WHAT THE EXERCISE ASKS:
In your copy, leave out the pictures and repeat the entries below exactly.

RECORDS FOR THE EXERCISE:
****************
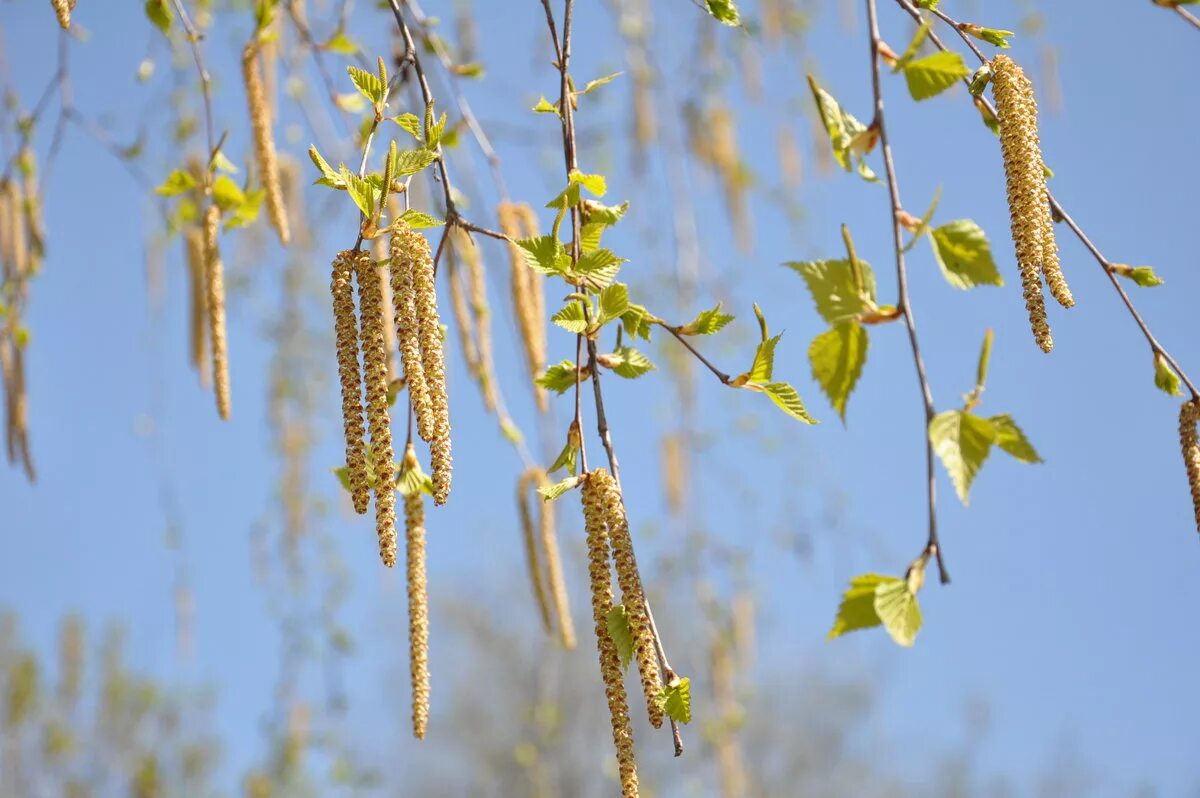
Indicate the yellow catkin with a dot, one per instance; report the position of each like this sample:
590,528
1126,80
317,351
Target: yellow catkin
633,594
346,331
528,301
1189,414
63,10
600,574
531,546
1025,184
198,305
407,247
375,376
264,141
418,611
555,568
214,282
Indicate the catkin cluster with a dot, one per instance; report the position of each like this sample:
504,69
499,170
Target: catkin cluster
600,573
551,589
519,221
607,493
264,139
1189,414
419,333
418,611
1029,201
214,285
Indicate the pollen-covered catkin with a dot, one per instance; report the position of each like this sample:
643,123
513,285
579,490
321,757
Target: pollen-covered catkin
347,337
264,141
600,574
1025,181
631,592
1189,414
214,282
375,376
418,611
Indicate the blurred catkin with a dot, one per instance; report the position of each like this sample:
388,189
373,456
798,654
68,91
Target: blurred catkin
1025,180
610,661
1189,414
264,139
418,611
631,592
347,337
375,376
214,281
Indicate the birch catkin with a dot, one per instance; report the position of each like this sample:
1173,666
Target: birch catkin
214,281
610,663
346,331
418,611
264,141
631,592
1025,179
1189,414
375,376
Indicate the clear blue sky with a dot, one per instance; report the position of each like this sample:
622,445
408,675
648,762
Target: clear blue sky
1073,604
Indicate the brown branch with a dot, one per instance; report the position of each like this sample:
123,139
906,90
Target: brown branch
903,304
1105,264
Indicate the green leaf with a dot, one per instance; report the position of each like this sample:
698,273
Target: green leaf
961,441
559,377
832,286
177,183
628,363
838,355
857,609
898,611
613,303
1165,377
677,695
933,75
551,492
621,634
707,322
964,255
1011,439
787,400
571,318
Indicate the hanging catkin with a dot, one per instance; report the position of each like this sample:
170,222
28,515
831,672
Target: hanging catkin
264,141
601,484
528,301
347,336
600,574
1189,414
375,376
418,611
214,282
1025,181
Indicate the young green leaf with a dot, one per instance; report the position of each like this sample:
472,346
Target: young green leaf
837,357
964,255
933,75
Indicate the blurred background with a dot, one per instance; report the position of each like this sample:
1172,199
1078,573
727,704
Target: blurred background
192,609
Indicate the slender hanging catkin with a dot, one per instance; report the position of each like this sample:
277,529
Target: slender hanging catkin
1189,414
264,141
418,611
1025,181
214,281
347,336
375,376
631,592
600,574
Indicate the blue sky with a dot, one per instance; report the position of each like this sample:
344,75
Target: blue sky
1072,609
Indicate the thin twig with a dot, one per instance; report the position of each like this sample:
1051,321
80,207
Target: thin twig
903,304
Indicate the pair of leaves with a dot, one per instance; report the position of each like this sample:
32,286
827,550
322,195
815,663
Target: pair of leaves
****************
TASK SOLUTION:
Indicate the yellow catkin with a dot, one per instance; report the position of each like this sample:
590,528
1126,80
317,351
Target: yellow catkin
633,594
346,331
528,301
1189,414
63,10
600,574
531,546
1025,184
198,305
407,247
375,376
264,141
418,611
555,568
214,282
Indicate the catkin cluster with a dot, one per instance; report the position of each like this sample:
504,69
499,170
Target: catkin cluster
600,573
551,589
519,221
607,493
264,139
1189,414
419,333
418,611
1029,201
214,285
Indicate the pollen-covered catkin with a dot, one per instance; report the position of each like this sample:
643,123
513,285
579,490
321,757
Target: pollen-covered catkin
347,337
264,141
600,574
1025,181
631,592
1189,414
214,282
375,376
418,611
Indicate the blurred catkin with a dot, one per instance; report the position of each like this sample:
388,189
373,456
798,654
68,91
Target: blurred catkin
1025,180
610,661
1189,414
264,139
418,611
631,592
347,337
375,376
214,281
Indicate the birch catkin with a dot, one per instance; report the position of each like this sample:
1173,666
Target: birch catkin
214,281
610,663
346,331
418,611
264,141
631,592
1025,179
1189,414
375,376
Indicate the clear blue sky with a dot, one per instance; report the position of each like this sample:
622,445
408,675
648,762
Target: clear blue sky
1073,604
Indicate the brown branch with a dot, one per instance; report the position of each like this sample:
123,139
906,90
Target: brown branch
903,304
1105,264
Indicate the green leaf with a dot, one per instance; report the position of each like this sample:
698,273
Target: green leaf
961,441
559,377
832,286
177,183
628,363
838,355
857,609
898,611
613,303
1165,377
677,695
933,75
551,492
621,634
707,322
964,255
1011,439
787,400
571,318
Indicate the hanging catkin with a dot, one per instance; report the position of each like this sample:
170,222
28,515
831,672
Target: hanging catkin
264,141
601,484
528,301
347,336
600,574
1189,414
375,376
418,611
214,282
1025,181
Indicate the young green leaf with a dot, one per instance; report the position of each like this sample:
472,346
Target: young green leaf
837,357
964,255
933,75
Indicate the blurred background with a dot, one per instance; report the position of each like this sample:
1172,199
1078,573
727,704
Target: blurred background
192,609
Indicate the slender hanging catkin with a dot, one per instance; report the position of each like this sample:
277,529
Target: slender hanging catkin
1189,414
264,141
418,611
1025,181
214,281
347,336
375,376
631,592
600,574
Indicate the blue sky with a dot, one per instance; report the position of each like this sample:
344,75
Target: blue sky
1072,609
Indicate the thin twig with a dot, one per instance; report the position of each like this sample:
1051,321
80,207
Target: thin twig
903,304
Indicate the pair of leaves with a dot, one per instance; report the position of each like this sample:
32,286
827,550
322,195
815,663
Target: pair of leaves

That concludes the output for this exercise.